TO DO: Reproduce verbatim the part of the records below that opens with the line containing "Mark one point per instance of the man's face" and closes with the line containing "x=106, y=166", including both of those lines.

** start **

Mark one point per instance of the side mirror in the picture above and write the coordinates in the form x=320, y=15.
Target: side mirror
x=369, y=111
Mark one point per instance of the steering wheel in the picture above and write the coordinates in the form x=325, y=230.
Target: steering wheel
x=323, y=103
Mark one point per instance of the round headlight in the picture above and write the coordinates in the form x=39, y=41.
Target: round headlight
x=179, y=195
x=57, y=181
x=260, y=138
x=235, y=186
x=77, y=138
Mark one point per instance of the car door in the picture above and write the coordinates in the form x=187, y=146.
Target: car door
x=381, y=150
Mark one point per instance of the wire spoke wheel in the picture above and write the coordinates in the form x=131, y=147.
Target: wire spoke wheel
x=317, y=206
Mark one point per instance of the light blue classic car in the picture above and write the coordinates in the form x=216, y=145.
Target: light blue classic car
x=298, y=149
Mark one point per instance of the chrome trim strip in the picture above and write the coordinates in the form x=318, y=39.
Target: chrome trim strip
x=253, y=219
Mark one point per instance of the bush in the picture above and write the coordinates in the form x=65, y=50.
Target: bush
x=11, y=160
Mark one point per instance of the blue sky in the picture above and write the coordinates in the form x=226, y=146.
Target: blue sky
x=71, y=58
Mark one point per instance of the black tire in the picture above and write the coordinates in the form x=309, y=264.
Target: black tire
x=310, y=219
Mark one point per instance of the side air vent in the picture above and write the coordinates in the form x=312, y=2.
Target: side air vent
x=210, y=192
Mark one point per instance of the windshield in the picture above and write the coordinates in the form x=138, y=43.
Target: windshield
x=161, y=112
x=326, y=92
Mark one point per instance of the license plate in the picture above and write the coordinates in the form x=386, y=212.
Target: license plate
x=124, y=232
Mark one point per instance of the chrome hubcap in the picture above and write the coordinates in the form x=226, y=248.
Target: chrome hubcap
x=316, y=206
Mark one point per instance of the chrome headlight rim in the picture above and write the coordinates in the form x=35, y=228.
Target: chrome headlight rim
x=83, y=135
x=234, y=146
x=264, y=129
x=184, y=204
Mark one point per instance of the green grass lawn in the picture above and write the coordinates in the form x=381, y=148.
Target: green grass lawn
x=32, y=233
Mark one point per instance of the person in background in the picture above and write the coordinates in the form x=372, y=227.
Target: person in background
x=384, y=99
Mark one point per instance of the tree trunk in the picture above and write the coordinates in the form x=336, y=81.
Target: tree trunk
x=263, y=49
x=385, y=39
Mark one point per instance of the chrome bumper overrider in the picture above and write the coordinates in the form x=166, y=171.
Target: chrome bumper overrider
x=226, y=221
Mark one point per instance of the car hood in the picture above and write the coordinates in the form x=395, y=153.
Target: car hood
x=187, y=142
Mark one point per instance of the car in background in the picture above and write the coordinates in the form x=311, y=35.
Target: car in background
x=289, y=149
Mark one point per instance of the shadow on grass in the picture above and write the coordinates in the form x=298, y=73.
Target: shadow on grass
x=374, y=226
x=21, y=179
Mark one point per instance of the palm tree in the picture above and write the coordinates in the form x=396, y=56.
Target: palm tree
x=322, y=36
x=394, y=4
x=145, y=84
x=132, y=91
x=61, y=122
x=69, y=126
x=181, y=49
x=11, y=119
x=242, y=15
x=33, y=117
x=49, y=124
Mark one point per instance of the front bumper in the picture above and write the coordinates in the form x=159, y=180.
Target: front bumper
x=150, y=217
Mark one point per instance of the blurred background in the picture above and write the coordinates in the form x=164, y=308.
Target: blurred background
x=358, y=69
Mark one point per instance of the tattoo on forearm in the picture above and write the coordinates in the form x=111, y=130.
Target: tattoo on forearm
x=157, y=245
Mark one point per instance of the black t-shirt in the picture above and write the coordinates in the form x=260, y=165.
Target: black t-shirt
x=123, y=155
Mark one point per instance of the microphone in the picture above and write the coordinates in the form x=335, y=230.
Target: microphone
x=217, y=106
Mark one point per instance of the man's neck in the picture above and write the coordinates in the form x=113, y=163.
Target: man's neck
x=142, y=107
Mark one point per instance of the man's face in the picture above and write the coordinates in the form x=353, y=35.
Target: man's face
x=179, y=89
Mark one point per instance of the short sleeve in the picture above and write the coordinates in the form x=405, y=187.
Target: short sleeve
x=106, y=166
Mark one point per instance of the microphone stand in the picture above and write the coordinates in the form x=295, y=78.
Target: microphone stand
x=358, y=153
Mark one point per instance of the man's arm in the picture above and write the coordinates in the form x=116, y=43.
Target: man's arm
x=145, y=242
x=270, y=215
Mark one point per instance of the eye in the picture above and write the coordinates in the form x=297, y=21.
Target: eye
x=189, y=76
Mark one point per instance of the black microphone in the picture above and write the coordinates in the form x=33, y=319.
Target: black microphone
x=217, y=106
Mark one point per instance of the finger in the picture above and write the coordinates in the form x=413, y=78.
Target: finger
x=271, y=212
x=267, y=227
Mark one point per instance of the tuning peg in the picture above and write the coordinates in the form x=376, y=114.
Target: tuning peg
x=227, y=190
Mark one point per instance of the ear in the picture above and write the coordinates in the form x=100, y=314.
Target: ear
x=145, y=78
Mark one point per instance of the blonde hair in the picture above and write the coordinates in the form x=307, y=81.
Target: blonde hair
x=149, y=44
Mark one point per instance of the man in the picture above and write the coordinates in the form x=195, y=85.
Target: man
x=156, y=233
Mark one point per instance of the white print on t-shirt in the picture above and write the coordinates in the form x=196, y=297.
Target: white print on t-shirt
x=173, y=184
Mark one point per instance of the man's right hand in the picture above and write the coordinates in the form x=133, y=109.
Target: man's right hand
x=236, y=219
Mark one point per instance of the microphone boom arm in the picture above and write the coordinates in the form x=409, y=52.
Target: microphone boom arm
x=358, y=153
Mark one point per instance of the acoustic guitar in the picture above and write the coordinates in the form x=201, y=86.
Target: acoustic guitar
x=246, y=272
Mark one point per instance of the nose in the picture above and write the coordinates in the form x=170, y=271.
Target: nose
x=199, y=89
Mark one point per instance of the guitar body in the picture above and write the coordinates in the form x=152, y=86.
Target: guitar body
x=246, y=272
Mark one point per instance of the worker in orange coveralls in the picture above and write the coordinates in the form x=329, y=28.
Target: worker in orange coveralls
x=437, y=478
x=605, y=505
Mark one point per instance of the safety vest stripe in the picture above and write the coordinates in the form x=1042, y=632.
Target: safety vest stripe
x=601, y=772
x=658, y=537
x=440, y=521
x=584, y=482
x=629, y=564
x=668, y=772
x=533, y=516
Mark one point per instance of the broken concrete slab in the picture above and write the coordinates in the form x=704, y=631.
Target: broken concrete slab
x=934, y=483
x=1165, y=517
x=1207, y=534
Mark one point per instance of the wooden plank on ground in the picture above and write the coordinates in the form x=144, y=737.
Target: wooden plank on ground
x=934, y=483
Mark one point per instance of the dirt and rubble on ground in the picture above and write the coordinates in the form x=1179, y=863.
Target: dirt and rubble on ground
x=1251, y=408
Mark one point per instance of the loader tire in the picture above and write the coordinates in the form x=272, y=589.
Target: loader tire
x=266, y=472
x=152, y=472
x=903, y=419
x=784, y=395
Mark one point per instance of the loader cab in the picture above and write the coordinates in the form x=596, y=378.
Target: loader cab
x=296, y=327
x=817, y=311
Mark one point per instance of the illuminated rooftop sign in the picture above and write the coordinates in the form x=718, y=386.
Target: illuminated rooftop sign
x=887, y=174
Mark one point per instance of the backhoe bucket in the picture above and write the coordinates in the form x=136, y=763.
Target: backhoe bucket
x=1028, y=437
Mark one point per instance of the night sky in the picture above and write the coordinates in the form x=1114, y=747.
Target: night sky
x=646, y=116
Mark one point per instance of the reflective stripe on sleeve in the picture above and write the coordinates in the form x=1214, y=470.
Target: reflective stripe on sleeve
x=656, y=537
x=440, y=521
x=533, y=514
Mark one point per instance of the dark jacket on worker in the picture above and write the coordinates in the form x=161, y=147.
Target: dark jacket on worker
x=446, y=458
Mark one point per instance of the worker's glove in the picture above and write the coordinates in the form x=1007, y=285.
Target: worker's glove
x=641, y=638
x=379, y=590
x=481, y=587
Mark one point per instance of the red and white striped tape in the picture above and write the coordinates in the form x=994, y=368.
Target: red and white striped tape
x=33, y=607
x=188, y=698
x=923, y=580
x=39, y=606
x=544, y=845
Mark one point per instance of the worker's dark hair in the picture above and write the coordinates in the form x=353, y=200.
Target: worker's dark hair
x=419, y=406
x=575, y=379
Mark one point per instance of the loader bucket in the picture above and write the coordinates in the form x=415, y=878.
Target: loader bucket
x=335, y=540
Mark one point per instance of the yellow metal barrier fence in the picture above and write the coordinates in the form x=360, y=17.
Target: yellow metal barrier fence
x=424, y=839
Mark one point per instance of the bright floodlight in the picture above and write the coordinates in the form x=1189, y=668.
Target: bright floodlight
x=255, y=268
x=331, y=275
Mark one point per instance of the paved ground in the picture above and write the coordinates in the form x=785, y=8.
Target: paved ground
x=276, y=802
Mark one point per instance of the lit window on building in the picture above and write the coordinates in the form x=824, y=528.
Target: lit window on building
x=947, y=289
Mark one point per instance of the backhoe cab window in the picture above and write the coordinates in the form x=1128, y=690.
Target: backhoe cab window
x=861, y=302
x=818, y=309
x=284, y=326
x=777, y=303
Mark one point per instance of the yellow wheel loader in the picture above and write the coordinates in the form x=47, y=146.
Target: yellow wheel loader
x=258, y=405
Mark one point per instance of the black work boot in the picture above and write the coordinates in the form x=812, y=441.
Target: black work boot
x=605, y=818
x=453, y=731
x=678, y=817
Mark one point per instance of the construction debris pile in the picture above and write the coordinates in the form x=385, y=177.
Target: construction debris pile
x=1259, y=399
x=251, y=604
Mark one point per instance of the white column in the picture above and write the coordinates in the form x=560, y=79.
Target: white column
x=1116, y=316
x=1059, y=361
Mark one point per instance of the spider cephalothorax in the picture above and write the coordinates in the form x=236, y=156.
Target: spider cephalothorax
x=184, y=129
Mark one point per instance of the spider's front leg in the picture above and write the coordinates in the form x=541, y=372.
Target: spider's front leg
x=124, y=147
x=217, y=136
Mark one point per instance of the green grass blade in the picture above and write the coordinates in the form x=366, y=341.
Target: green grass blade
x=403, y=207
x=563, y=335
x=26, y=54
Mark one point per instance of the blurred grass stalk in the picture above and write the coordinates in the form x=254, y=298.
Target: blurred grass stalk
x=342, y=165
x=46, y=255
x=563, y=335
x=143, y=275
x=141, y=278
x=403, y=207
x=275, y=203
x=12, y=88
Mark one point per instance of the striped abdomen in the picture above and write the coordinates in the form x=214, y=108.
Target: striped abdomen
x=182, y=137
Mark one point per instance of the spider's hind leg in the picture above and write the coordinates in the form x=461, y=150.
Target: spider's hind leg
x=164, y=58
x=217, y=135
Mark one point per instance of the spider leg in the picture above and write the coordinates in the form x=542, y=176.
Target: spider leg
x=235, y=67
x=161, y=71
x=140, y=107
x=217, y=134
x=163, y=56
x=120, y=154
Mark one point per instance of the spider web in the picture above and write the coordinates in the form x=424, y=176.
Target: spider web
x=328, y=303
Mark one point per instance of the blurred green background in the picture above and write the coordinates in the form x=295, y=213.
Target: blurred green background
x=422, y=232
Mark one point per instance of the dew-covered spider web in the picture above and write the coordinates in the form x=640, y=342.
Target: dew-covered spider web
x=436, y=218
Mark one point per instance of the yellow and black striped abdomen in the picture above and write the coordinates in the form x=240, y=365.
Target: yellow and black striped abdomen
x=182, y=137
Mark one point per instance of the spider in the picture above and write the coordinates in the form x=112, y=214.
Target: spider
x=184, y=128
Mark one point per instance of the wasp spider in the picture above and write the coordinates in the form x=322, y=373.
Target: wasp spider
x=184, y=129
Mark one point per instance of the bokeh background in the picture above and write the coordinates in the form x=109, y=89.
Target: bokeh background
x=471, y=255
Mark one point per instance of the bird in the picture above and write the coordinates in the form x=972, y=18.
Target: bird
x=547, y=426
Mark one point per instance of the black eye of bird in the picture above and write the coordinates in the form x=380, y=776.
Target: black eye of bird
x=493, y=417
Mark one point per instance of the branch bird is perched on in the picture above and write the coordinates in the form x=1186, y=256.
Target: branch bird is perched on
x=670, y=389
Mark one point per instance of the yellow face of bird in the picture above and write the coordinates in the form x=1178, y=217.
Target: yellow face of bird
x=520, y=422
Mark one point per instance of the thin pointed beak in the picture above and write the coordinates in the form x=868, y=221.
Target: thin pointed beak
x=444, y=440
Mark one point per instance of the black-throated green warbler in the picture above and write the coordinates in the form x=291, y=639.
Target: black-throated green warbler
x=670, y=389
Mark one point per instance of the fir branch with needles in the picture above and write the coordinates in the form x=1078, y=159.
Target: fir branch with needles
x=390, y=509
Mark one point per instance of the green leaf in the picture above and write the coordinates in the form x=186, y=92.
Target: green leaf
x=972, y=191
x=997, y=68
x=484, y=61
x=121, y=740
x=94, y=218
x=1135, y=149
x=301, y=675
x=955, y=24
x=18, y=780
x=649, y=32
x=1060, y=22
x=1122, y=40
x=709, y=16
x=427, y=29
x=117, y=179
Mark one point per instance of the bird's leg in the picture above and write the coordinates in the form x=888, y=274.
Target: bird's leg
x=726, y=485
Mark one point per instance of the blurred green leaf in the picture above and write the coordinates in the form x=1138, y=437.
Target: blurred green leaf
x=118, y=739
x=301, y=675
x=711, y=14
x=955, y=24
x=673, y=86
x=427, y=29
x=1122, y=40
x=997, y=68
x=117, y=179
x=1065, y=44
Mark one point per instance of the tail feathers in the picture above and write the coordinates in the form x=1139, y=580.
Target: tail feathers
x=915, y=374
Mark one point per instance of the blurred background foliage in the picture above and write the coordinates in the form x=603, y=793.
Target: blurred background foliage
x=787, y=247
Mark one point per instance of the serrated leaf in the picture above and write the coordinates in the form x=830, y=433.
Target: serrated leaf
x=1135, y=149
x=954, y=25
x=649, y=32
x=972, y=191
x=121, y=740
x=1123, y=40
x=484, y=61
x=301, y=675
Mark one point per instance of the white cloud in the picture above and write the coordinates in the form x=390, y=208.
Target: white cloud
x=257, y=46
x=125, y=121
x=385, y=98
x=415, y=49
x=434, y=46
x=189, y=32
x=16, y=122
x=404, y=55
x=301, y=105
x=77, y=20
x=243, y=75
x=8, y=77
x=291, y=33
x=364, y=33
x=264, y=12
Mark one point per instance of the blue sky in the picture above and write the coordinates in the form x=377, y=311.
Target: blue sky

** end **

RESPONSE:
Mark one point per instance of the man's face in the picture above and write the coordinates in the form x=353, y=35.
Target: man's face
x=179, y=89
Mark one point per instance of the short sleeve in the picture above and write the coordinates in the form x=405, y=187.
Target: short sleeve
x=106, y=166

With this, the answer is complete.